**Exercise**
Lay out the entries as a JSON list of strings, covering only the part that opens with the line containing "hooded jacket in the picture above?" and closes with the line containing "(1156, 441)", both included. Give one string per line and leave out blank lines.

#####

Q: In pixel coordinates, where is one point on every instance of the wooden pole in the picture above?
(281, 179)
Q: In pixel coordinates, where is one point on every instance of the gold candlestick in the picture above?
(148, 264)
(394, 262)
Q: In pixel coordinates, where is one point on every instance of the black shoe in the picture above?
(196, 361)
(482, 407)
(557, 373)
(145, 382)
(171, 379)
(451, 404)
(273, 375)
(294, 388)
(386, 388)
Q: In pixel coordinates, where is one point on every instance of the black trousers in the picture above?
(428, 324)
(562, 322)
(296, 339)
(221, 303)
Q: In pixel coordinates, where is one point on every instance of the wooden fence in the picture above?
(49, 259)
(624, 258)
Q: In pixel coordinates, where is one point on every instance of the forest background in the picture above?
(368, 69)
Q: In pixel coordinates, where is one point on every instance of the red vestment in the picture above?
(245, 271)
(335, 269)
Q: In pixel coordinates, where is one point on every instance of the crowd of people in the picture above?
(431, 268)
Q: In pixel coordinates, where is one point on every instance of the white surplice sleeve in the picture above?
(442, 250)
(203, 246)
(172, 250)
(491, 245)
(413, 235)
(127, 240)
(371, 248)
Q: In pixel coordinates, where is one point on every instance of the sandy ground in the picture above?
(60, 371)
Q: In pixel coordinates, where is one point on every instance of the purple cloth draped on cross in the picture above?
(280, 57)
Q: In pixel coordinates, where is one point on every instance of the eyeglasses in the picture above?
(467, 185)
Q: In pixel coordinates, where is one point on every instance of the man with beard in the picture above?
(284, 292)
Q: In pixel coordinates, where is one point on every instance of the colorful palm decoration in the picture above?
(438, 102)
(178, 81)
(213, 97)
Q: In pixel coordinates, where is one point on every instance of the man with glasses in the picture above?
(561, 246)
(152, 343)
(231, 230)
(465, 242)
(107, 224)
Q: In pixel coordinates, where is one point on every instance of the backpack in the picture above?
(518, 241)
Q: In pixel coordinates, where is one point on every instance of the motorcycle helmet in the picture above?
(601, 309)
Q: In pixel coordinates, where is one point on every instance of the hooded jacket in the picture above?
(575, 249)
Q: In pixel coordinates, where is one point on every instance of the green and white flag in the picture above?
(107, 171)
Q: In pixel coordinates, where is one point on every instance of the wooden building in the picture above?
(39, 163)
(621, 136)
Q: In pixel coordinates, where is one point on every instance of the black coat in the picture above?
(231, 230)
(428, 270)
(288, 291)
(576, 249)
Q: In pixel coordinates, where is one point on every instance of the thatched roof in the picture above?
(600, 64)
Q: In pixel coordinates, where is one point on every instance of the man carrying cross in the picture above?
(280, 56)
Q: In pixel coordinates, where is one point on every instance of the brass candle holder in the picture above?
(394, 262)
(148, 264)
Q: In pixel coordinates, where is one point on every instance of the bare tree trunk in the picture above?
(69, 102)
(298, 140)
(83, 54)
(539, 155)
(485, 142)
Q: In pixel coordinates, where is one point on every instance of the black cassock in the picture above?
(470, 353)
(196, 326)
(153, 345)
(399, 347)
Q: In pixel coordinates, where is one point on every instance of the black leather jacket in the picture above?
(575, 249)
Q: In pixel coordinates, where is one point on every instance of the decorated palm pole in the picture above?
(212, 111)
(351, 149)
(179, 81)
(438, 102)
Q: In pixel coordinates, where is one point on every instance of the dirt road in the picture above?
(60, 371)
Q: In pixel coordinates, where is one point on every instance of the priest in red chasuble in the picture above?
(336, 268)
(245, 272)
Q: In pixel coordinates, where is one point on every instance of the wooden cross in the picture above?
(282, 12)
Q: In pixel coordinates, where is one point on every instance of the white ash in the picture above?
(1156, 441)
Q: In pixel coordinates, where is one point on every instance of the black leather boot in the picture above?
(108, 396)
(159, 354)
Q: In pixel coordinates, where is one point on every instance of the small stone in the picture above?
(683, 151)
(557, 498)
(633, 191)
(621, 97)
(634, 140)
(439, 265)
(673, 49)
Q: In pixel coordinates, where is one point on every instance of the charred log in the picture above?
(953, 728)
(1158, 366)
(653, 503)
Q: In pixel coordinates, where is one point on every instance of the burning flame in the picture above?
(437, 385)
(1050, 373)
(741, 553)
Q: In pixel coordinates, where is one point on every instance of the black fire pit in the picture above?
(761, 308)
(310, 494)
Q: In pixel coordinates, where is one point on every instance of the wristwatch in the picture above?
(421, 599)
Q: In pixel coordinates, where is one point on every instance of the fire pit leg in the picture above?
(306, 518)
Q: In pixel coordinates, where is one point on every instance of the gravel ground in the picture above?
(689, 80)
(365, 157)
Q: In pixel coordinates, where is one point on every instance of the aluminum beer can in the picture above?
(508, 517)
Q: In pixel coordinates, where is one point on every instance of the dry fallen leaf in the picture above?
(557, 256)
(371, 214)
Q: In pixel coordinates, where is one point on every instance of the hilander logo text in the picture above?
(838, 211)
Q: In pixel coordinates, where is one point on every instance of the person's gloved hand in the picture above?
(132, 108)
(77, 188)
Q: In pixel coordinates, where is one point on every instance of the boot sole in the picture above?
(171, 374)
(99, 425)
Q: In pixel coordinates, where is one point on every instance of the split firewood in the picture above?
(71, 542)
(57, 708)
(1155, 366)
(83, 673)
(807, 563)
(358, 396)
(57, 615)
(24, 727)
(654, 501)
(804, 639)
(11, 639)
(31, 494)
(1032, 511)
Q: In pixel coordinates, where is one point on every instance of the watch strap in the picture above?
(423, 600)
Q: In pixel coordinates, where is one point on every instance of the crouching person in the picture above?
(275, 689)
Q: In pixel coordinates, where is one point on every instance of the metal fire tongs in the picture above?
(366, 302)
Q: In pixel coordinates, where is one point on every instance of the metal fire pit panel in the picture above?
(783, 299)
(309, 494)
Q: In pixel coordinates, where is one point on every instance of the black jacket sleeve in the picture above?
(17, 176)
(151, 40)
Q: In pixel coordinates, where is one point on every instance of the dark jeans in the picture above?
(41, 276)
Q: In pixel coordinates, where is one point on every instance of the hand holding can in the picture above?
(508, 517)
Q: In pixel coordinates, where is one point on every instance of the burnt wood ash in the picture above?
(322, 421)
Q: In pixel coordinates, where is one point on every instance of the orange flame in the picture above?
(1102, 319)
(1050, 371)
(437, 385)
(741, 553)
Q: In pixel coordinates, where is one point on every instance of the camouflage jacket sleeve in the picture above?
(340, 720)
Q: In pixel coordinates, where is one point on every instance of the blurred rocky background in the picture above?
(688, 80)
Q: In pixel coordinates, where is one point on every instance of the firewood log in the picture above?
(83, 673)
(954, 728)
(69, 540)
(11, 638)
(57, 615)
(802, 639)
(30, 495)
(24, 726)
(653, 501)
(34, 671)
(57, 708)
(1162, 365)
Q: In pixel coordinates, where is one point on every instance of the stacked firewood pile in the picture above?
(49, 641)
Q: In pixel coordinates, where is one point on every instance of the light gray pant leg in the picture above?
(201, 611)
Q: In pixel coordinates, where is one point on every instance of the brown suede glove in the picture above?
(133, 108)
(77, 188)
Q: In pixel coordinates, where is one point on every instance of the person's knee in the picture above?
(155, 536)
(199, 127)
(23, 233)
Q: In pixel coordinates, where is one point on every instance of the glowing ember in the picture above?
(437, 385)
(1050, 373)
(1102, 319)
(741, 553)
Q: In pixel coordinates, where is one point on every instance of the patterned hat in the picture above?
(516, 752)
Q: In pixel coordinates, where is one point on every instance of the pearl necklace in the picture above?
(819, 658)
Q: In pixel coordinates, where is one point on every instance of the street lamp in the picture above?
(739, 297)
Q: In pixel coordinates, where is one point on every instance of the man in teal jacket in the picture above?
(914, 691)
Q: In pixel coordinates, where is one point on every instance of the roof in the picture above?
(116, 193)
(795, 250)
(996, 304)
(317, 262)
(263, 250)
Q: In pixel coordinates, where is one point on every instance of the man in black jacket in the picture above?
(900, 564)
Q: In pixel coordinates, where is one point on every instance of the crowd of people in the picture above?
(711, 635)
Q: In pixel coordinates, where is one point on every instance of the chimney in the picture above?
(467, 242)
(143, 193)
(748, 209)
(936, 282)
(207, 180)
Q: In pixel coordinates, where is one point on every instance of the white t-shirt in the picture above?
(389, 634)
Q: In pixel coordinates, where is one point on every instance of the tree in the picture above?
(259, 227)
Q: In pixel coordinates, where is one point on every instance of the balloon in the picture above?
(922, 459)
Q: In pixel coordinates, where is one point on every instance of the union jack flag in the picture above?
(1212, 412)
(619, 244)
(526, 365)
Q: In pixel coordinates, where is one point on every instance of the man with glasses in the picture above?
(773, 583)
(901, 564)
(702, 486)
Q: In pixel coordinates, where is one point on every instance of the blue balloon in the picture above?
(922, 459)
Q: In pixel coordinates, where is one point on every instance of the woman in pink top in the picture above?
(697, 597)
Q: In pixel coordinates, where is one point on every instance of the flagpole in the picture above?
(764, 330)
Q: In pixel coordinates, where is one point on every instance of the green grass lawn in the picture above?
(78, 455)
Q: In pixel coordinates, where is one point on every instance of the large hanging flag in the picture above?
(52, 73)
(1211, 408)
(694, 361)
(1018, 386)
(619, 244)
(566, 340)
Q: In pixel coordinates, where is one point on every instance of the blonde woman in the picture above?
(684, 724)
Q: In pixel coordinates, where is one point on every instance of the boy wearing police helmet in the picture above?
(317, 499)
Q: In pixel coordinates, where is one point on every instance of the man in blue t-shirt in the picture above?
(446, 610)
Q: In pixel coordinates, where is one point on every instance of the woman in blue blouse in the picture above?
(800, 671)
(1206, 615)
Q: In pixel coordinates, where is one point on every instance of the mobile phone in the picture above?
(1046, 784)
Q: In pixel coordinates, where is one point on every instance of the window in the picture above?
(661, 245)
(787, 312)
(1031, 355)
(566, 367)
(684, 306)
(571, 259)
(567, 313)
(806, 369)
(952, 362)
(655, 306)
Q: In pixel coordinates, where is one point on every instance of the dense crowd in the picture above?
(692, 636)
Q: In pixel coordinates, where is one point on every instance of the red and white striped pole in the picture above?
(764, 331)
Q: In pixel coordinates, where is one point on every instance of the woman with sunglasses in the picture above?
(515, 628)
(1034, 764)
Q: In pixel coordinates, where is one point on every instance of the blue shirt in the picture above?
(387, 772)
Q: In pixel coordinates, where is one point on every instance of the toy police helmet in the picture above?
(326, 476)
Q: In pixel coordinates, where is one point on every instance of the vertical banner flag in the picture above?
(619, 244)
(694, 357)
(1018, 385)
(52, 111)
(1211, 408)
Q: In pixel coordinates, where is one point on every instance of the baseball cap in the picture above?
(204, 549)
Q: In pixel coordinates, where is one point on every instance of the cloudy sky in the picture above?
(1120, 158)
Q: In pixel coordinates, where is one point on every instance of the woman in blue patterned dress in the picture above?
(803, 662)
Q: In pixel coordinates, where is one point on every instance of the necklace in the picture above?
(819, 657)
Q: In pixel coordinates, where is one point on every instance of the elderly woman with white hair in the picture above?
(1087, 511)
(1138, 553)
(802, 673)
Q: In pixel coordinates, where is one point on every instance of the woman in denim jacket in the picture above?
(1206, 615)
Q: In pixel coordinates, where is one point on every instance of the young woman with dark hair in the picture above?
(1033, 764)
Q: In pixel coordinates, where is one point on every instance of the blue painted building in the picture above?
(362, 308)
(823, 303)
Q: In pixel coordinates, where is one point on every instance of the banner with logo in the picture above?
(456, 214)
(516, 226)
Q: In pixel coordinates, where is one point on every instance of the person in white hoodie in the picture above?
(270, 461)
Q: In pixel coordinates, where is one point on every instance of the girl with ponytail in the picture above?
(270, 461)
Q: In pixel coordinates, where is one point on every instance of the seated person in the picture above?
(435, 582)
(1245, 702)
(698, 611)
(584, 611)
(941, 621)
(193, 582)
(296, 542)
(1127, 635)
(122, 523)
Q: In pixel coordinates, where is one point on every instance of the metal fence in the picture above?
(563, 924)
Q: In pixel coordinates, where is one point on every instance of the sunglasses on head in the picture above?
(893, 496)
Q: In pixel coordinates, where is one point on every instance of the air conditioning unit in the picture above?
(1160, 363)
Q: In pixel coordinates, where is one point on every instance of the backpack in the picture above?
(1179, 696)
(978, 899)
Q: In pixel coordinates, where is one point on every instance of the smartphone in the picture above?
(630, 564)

#####

**Solution to the problem**
[
  "Q: In pixel coordinates, where is one point on every instance of the hooded jacket in the picture above?",
  "(575, 249)",
  "Q: In pixel coordinates, where is one point on every instance of the green and white flag in the picture above?",
  "(107, 171)",
  "Q: In pixel coordinates, where is one point on every instance of the wooden building in the picture above?",
  "(39, 163)",
  "(621, 136)",
  "Q: In pixel coordinates, where is one point on every instance of the black coat in the picture above?",
  "(231, 230)",
  "(428, 270)",
  "(288, 291)",
  "(576, 249)",
  "Q: In pixel coordinates, where is one point on every instance of the thatched roof in the picture above?",
  "(600, 64)",
  "Q: In pixel coordinates, where is one point on every instance of the man carrying cross in the picture above?",
  "(280, 56)",
  "Q: In pixel coordinates, where is one point on every instance of the brass candle holder in the picture above?",
  "(394, 262)",
  "(148, 264)",
  "Q: In pixel coordinates, where is one point on every instance of the bare tree trunk in the picture above?",
  "(69, 102)",
  "(298, 140)",
  "(83, 54)",
  "(539, 155)",
  "(485, 142)",
  "Q: In pixel coordinates, where is one point on every instance of the black cassock in the picture above?",
  "(470, 353)",
  "(196, 326)",
  "(153, 345)",
  "(399, 347)",
  "Q: In pixel coordinates, where is one point on every instance of the black leather jacket in the picture above?",
  "(575, 249)",
  "Q: In pixel coordinates, where is one point on every instance of the decorated palm pole in the picture above?",
  "(212, 111)",
  "(351, 149)",
  "(179, 81)",
  "(438, 102)",
  "Q: In pixel coordinates, where is one point on every instance of the dirt road in the picture above?",
  "(60, 371)",
  "Q: In pixel coordinates, where is one point on every instance of the priest in red chasuble in the picture above?",
  "(336, 268)",
  "(245, 272)",
  "Q: In pixel coordinates, where is one point on every instance of the wooden cross in the picture above?",
  "(282, 12)",
  "Q: In pixel coordinates, where is one point on every instance of the white ash in the picture above?",
  "(1156, 441)"
]